Before last Sunday’s demonstration in Valletta, Radio 101 and NET news bulletins told us that – surprise, surprise – the Nationalist Party’s MEP candidate Vince Farrugia and Paul Abela of the GRTU were not taking part in the protest. Neither is the Union Ħaddiema Maqghudin. Nor were the employers’ organisations, who never take part in demonstrations anyway. The message is supposed to be that since these decided to sit on the fence, everyone else should do the same. And then, more hype about ‘dawk li se jnizzlu n-nies fit-toroq’. Gosh how nasty of them. Only criminals do that.
We also had the odd editorial or two in The Times telling us how brave and courageous Lawrence Gonzi is and that a simple demonstration is, hear this, “Not in the national interest.” This phrase, having been often used by Dom Mintoff himself, is nowadays only used in Iran, Belorussia, Burma and China to rubbish and silence the totalitarian regimes’ critics.
Then we had the usual tit-for-tat between eternal rivals, the UĦM and GWU, copying as always, the rivalry between PN and PL. The most worrying of all however is the bullying and rubbishing of other unions such as the Malta Union of Teachers and the Malta Union and Midwives and Nurses. The attacks, some of them covert and some of them not so covert on unions who choose to organise and take part in a demonstration is to put it mildly, disgusting. The government and the Nationalist Party, which here in Malta are one and the same, have done their best to ridicule and insult all those who disagree with the way they have neglected the energy sector for years on end.
It is crystal clear. Overnight price hikes are a result of the failure of this government to tackle the issue and spread out the costs over the years. Now, with its back against the wall we are being told to pay for the government’s incompetence and negligence overnight. The PN and its usual allies have the cheek to insult people for organising what is just a normal way of people expressing themselves in any normal country. But then, who said we live in a normal country?
Let me take the MUT as an example of why the PN’s schoolyard bullying attacks are unjustified and uncalled for in what is supposed to be a democratic country. This union was never afraid to stand up for what it believed in. Those of us whose parents were or are teachers know of the hardships the union and its members went through when the union had no other alternative but to call a six-week long strike in the 1980s.

*Task prompt:* Please give the passage of the Valletta demonstration piece between "Then we had" and "years on end.", inclusive, again, swapping "disgusting" for "appalling".

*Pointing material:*
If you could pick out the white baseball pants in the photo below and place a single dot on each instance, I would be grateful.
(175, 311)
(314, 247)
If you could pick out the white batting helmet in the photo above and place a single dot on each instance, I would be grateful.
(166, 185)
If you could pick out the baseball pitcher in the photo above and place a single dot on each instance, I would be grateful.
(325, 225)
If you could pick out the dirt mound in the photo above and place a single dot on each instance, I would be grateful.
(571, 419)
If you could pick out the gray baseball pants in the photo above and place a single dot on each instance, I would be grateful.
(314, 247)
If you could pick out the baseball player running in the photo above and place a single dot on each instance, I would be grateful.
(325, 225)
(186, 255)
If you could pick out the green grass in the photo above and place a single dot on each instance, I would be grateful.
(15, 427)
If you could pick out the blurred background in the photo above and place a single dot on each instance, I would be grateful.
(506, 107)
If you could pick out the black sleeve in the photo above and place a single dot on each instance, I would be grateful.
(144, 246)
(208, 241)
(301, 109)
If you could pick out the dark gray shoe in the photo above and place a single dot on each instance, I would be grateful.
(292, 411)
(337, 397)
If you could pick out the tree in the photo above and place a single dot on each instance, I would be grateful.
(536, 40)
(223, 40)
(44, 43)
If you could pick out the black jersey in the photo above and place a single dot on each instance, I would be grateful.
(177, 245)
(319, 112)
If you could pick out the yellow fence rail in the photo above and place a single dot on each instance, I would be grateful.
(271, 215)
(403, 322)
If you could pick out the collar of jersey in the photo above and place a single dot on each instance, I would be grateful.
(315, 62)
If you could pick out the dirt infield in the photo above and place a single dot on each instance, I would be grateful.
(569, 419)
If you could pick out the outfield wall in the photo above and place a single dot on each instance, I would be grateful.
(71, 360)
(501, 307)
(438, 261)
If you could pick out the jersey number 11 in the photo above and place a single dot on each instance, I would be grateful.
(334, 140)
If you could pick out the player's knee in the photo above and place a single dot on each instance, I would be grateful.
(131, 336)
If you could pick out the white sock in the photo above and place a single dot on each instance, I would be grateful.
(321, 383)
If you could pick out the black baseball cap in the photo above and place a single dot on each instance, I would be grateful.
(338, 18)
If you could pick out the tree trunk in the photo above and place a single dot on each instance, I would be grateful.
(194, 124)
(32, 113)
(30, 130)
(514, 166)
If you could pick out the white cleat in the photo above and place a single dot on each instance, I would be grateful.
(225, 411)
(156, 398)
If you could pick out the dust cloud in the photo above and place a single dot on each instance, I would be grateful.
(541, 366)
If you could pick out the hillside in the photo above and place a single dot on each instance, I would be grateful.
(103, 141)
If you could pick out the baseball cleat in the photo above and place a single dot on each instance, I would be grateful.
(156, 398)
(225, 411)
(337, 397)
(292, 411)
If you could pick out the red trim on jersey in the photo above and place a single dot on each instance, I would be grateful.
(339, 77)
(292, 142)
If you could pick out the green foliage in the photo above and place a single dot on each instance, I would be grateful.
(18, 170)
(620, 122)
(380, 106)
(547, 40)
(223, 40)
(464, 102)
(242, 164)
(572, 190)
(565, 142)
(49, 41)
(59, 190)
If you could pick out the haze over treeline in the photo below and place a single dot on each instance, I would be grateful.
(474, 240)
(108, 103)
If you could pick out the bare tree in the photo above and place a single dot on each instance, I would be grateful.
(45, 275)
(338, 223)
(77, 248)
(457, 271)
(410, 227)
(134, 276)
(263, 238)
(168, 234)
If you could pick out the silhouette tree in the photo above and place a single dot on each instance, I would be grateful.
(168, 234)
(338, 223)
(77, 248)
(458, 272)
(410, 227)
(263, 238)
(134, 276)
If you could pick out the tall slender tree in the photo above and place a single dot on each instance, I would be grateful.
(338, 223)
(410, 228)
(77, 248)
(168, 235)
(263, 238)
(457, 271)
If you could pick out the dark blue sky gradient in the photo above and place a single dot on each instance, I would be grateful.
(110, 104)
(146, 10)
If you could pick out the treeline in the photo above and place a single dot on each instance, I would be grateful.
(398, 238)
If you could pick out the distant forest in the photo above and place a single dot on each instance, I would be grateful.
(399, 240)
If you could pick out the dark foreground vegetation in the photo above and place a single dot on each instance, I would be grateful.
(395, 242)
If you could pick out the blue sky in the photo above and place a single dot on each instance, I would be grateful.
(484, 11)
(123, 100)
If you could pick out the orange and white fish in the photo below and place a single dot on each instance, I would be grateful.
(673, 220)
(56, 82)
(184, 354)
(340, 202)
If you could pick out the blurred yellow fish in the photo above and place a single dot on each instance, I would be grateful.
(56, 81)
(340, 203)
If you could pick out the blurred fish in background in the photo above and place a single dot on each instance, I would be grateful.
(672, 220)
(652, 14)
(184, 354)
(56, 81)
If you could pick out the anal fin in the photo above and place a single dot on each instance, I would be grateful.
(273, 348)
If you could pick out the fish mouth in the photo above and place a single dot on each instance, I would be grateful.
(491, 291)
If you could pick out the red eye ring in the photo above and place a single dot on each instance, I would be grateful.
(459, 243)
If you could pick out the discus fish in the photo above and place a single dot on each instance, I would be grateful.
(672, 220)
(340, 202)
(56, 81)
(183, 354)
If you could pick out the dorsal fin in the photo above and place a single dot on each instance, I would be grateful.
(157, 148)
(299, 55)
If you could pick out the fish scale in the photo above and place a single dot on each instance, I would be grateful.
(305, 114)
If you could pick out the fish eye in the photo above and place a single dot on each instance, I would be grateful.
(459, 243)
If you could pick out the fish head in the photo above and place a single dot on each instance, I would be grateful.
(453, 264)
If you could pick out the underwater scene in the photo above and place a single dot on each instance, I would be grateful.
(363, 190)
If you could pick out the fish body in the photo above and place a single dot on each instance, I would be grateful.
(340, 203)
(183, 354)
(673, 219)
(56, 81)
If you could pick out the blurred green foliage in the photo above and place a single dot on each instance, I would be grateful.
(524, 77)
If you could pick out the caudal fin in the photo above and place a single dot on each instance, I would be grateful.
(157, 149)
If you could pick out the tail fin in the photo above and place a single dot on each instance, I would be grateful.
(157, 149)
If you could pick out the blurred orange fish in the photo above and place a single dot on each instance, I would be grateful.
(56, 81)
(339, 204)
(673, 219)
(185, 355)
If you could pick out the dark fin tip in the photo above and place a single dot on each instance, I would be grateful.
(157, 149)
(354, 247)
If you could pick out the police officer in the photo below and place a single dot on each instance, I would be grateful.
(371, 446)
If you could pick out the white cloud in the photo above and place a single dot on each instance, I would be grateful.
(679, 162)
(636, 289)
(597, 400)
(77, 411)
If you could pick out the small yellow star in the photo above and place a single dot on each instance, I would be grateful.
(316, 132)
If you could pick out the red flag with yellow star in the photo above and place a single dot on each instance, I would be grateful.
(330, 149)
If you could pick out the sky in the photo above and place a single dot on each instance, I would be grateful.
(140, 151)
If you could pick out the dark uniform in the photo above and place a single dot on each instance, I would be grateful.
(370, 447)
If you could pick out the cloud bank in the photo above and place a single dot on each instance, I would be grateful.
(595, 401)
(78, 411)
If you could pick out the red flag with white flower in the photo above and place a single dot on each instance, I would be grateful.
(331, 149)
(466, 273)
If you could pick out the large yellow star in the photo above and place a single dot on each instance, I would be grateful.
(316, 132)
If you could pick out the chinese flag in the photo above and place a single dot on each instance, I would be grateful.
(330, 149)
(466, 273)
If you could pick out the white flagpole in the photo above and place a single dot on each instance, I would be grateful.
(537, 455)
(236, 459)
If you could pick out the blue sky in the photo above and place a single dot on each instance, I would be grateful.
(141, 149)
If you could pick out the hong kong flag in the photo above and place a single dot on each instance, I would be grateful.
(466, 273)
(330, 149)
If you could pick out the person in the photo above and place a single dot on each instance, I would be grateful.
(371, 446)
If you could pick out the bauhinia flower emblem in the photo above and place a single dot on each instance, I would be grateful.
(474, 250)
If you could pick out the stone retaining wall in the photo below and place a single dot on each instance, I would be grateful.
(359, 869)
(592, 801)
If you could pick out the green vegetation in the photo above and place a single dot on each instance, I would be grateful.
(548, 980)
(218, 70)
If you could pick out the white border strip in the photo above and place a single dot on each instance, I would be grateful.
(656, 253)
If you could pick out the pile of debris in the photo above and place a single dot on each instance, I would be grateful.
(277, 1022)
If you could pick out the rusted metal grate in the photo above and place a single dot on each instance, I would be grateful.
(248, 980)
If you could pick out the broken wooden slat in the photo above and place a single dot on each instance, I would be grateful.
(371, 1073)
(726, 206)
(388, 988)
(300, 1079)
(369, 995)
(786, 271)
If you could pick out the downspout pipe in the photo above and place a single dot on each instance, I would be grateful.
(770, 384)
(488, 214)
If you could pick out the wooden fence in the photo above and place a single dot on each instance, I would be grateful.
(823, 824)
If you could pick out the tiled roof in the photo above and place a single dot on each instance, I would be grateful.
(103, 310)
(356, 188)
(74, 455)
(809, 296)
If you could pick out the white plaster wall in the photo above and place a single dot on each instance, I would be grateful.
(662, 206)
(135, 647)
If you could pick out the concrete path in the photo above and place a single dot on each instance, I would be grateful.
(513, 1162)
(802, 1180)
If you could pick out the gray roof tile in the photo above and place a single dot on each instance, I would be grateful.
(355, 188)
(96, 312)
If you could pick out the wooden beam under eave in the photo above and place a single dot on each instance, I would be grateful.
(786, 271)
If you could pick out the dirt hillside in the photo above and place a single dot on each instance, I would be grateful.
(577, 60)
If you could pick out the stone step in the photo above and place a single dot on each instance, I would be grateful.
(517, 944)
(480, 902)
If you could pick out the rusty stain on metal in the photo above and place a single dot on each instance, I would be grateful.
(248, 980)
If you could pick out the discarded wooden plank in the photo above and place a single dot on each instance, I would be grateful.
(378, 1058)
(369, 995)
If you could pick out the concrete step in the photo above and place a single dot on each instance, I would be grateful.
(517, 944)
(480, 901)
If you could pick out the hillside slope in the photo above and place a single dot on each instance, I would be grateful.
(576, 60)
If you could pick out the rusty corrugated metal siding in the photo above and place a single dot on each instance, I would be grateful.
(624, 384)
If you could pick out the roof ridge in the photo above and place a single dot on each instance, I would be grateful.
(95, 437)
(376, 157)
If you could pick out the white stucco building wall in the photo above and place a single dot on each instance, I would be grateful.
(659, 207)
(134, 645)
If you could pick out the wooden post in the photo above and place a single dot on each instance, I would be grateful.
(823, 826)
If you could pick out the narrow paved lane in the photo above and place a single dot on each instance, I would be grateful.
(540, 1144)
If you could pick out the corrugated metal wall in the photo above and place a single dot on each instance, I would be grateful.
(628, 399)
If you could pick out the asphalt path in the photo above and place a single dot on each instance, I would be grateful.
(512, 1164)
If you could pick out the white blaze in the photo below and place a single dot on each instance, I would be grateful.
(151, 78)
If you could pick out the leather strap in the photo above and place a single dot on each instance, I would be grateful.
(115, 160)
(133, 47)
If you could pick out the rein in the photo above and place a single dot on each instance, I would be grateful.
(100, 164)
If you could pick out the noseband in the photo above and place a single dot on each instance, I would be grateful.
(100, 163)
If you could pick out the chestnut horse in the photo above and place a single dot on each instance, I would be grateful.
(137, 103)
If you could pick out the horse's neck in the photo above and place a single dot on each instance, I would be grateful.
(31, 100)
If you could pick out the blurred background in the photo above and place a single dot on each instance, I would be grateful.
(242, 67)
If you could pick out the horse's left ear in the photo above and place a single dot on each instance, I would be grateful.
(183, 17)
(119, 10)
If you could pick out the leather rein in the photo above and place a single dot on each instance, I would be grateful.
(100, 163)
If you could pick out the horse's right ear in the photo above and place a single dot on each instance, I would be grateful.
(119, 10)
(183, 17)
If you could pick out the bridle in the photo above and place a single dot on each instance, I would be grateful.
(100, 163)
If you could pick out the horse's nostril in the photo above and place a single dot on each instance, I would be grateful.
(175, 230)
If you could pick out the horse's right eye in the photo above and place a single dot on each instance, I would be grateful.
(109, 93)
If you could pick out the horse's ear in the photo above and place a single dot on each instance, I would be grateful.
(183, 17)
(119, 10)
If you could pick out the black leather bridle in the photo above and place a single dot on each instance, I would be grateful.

*Task result:*
Then we had the usual tit-for-tat between eternal rivals, the UĦM and GWU, copying as always, the rivalry between PN and PL. The most worrying of all however is the bullying and rubbishing of other unions such as the Malta Union of Teachers and the Malta Union and Midwives and Nurses. The attacks, some of them covert and some of them not so covert on unions who choose to organise and take part in a demonstration is to put it mildly, appalling. The government and the Nationalist Party, which here in Malta are one and the same, have done their best to ridicule and insult all those who disagree with the way they have neglected the energy sector for years on end.